§ Prompt A:
In the ruling on the game room licenses, rewrite the part that opens with the words containing "Respondents advance several" and closes with "Columbia, South Carolina.", swapping "contested case hearing" for "public hearing".
§ Prompt B:
Write the next part of the ruling on the game room licenses, picking up after its final sentence.

Respondents advance several arguments. First, they argue the Department failed to comply with the Administrative Procedures Act and the Revenue Procedures Act which requires dismissal of the violation. Second, they argue they had "employee" arrangements with customers which satisfied the requirements of 27 S.C. Code Ann. Regs. 117-190 (Supp. 1996), requiring dismissal of the violation at issue. Third, they argue the Regulation is beyond the Department's authority to promulgate regulations and is therefore invalid and unenforceable.

After timely notice to the parties, a contested case hearing was held at the Administrative Law Judge Division ("Division") offices, Columbia, South Carolina.

Based upon a thorough review of the record, and proposed orders from all parties, the relevant and probative evidence and applicable law as set forth hereafter, I conclude that the Respondents, William Blaylock, d/b/a Northridge Driftwood and AAA Entertainment Corp., d/b/a AAA Amusements, have violated S.C. Code Ann. § 12-21-2804(A) and 27 S.C. Code Ann. Regs. 117-190 on March 26, 1996 and that the licenses on the machines located in the game rooms in question must be revoked. I also find that a fine is warranted in this case and impose a $3,000.00 monetary penalty against the Respondents William Blaylock, d/b/a Northridge Driftwood and AAA Entertainment Corp., d/b/a AAA Amusements. Finally, I find that the violations against AAA Entertainment Corp, d/b/a AAA Amusements, and Tropics, Inc., d/b/a Mickey's Pub, for failure to have required firewalls, must be dismissed. Accordingly, no penalty shall be imposed against Tropics, Inc., d/b/a Mickey's Pub.

§ Data excerpt:
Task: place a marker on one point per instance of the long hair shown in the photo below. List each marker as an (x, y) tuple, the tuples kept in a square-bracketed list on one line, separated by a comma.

§ Expected answer A:
Respondents advance several arguments. First, they argue the Department failed to comply with the Administrative Procedures Act and the Revenue Procedures Act which requires dismissal of the violation. Second, they argue they had "employee" arrangements with customers which satisfied the requirements of 27 S.C. Code Ann. Regs. 117-190 (Supp. 1996), requiring dismissal of the violation at issue. Third, they argue the Regulation is beyond the Department's authority to promulgate regulations and is therefore invalid and unenforceable.

After timely notice to the parties, a public hearing was held at the Administrative Law Judge Division ("Division") offices, Columbia, South Carolina.

§ Expected answer B:
EVIDENCE


Without objection, Petitioner placed into evidence the following exhibits:

Exhibit 1: Department's Amended Final Determination dated July 23, 1997.

Exhibit 2: Respondent's Request for a contested case hearing dated July 18, 1997.

Exhibit 3: Diagram Depicting the Location as of March 26, 1997.

Exhibit 4: Photographs Taken at the Location on March 26, 1997.

Exhibit 5: Coin Operated Device Applications for the Class III licenses at issue.

Exhibit 6: Retail License Applications for the Game Rooms at Issue.

Exhibit 7: Proposed Assessment Report and Revenue Officer Worksheet.

Exhibit 8: S.C. Revenue Procedure 97-2.

FINDINGS OF FACT

Having carefully considered all testimony and arguments presented at the hearing and taking into account the credibility of the witnesses, accuracy of the evidence and reviewing all of the exhibits carefully, I make the following findings by a preponderance of the evidence:

1. This Division has personal and subject matter jurisdiction.

2. Notice of the date, time, place and nature of the hearing was timely given to all parties.

3. On March 26, 1996, each Respondent operated a video game business within one building structure located at 13 Northridge Plaza, Hilton Head, South Carolina. This structure contained four open video gaming rooms licensed to William Blaylock, d/b/a Northridge Driftwood, Tropics, Inc., d/b/a Mickey's Pub, AAA Entertainment Corp., d/b/a AAA Amusements, and McNickel's Inc., d/b/a McNickel's Sales and Service, respectively (See Petitioner's Exhibits 6-1 through 6-7 and 7-2, 7-4).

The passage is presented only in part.